### [Data listing]
-=-=-

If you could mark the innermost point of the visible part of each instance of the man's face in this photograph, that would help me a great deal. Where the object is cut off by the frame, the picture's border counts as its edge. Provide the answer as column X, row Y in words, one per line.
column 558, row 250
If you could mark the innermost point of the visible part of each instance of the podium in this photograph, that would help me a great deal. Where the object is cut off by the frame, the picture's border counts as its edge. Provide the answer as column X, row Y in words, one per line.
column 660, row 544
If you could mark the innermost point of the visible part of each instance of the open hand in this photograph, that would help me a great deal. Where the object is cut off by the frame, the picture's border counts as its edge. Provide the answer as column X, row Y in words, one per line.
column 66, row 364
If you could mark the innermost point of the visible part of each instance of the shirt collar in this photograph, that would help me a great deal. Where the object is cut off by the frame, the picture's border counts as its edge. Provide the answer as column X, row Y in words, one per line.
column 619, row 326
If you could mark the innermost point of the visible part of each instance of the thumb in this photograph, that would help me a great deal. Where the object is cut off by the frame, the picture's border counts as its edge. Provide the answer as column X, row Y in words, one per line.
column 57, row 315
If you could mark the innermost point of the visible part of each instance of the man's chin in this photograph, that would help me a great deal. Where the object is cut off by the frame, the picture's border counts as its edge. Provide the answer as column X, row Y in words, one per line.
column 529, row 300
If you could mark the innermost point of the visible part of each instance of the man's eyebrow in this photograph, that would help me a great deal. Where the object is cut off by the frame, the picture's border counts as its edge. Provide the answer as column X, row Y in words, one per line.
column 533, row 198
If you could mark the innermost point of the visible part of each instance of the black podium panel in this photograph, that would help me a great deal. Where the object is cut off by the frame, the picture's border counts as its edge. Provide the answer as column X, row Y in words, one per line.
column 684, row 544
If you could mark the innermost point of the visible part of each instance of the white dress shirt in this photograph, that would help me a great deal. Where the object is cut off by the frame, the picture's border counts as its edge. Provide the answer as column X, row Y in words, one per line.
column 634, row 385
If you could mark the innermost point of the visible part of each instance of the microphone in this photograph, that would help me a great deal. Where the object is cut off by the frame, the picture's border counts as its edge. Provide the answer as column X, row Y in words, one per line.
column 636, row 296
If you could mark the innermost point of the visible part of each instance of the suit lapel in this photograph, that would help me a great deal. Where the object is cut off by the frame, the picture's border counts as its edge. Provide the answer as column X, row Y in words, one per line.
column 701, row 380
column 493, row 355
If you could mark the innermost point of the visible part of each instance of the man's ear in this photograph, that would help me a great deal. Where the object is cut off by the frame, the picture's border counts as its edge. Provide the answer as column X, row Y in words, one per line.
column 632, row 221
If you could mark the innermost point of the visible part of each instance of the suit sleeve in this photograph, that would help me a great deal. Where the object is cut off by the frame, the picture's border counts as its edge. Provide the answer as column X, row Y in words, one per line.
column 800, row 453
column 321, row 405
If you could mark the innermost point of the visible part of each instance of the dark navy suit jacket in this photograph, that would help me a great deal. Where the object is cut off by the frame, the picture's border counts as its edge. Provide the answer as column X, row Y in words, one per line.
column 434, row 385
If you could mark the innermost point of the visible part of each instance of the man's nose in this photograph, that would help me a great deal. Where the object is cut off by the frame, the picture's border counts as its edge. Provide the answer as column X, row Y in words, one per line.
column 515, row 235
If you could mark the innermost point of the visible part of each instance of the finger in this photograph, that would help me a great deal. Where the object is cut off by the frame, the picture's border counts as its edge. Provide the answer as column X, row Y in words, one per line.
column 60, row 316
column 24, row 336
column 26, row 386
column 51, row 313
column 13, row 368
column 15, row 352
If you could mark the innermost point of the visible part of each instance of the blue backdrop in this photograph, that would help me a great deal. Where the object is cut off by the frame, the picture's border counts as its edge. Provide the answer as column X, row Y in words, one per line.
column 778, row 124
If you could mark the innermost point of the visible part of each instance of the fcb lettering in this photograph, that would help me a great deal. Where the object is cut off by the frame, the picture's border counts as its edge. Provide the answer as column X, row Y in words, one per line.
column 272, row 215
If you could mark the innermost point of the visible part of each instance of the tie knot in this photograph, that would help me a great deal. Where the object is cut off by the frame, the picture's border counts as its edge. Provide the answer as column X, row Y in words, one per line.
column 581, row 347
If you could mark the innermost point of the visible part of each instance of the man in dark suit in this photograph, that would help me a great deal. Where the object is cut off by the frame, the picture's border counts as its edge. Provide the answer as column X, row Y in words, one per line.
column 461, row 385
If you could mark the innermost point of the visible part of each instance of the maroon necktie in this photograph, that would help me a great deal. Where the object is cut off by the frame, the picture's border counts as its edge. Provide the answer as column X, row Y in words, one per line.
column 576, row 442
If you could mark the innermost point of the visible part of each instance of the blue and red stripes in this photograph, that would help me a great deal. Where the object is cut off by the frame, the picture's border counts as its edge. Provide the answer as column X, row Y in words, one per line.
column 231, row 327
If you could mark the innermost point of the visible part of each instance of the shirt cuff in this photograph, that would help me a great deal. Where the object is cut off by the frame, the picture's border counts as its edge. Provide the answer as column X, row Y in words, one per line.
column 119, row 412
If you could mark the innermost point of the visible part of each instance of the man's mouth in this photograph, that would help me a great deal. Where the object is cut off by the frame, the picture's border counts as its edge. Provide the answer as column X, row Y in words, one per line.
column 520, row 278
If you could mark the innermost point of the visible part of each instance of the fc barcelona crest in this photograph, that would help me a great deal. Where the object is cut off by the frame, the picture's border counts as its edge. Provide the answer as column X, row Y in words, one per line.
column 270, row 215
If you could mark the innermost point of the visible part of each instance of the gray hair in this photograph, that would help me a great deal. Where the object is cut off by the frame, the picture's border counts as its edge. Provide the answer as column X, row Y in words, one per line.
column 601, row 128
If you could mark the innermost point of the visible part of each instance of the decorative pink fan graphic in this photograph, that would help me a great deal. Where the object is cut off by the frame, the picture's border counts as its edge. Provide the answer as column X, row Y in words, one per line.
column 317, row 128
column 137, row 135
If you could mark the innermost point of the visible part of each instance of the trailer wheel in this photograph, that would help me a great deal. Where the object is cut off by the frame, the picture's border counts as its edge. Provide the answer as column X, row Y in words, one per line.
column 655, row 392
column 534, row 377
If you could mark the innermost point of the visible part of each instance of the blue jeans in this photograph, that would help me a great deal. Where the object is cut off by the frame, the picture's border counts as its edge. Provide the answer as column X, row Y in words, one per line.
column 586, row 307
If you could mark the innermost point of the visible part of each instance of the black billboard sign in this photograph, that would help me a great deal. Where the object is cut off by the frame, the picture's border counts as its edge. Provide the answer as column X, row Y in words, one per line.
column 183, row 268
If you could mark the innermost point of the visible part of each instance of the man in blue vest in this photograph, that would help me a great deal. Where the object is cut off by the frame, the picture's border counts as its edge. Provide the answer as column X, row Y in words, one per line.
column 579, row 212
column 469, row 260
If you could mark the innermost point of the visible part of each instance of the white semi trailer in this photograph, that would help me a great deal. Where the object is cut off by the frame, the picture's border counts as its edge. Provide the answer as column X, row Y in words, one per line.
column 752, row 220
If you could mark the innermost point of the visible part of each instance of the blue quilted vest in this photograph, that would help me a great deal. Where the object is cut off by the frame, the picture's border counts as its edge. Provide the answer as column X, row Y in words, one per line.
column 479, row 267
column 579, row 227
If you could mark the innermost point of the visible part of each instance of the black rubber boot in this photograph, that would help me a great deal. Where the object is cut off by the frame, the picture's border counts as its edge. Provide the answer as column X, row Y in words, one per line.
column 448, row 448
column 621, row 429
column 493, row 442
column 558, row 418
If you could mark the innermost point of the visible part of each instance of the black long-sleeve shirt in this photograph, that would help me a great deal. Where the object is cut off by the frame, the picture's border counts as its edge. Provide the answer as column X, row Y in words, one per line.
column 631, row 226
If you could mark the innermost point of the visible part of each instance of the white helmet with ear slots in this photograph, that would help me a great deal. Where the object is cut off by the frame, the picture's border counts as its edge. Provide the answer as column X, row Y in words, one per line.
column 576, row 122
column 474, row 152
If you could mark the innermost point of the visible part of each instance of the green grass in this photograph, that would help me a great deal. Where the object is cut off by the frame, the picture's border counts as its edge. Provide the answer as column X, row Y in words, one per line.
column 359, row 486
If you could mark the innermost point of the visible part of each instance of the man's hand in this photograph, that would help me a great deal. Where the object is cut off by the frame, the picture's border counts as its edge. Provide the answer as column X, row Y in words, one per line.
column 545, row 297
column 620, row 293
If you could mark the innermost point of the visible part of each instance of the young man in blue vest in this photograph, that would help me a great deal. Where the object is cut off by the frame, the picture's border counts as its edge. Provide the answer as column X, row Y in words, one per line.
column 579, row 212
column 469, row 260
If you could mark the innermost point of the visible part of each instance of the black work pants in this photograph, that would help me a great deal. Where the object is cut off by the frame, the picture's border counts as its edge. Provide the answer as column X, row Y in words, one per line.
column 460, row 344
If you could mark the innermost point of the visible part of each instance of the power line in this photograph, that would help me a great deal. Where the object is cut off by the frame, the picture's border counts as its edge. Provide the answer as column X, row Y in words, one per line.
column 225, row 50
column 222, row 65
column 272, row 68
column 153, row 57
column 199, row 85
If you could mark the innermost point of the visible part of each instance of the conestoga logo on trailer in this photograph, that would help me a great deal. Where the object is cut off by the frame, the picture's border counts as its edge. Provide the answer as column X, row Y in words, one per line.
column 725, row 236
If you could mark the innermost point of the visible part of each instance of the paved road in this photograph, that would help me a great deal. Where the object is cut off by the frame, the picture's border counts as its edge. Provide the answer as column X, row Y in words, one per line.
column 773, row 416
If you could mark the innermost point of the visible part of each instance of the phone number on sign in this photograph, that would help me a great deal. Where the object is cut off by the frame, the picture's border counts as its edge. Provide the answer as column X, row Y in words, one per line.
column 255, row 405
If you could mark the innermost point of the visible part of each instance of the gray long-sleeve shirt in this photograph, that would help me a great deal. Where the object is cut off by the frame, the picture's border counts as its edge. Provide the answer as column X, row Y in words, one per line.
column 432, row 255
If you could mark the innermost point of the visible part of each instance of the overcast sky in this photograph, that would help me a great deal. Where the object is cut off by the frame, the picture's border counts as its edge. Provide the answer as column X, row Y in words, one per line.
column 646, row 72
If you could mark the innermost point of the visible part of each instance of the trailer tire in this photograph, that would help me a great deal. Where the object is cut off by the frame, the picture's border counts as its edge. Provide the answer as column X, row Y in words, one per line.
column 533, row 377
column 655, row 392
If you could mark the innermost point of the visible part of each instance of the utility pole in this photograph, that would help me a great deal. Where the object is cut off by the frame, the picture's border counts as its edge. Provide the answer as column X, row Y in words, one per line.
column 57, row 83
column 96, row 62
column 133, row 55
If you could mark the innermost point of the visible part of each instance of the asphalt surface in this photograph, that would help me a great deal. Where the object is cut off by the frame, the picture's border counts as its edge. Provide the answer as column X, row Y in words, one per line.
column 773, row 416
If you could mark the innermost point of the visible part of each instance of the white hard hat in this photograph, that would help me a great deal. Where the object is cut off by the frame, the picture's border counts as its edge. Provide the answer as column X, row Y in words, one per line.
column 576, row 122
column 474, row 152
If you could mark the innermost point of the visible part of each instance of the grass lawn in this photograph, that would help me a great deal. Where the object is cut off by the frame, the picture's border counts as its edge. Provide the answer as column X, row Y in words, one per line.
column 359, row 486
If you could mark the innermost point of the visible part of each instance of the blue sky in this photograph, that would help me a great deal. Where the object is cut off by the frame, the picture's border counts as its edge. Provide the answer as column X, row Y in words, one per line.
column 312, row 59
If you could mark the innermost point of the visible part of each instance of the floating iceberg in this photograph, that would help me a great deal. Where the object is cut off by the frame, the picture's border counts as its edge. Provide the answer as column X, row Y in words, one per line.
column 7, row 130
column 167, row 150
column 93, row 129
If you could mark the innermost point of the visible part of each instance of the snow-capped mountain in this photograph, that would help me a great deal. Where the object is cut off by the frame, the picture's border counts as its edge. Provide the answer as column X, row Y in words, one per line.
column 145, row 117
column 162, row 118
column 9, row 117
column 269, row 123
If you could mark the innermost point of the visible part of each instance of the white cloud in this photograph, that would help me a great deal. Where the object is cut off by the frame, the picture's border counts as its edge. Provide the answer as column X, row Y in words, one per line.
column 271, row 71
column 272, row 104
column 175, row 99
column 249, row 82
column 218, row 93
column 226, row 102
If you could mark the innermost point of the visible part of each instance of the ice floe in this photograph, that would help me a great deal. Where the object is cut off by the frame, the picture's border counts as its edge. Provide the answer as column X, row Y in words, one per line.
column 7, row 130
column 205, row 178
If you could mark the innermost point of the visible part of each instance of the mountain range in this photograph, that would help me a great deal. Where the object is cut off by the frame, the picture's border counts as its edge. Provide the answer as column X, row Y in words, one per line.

-=-=-

### [Objective]
Reproduce only the lines starting with the line containing "the white cloud" and going on through the line containing "column 226, row 102", replacing "innermost" with "central" and leaving everything else unchanged.

### [Written reply]
If you could mark the central point of the visible part of each instance of the white cloud in this photograph, that would help me a great deal. Where the object is cut off by the frame, the picture's border counts as its edge. Provide the answer as column X, row Y in words, one per line.
column 271, row 71
column 272, row 104
column 175, row 99
column 249, row 82
column 218, row 93
column 226, row 102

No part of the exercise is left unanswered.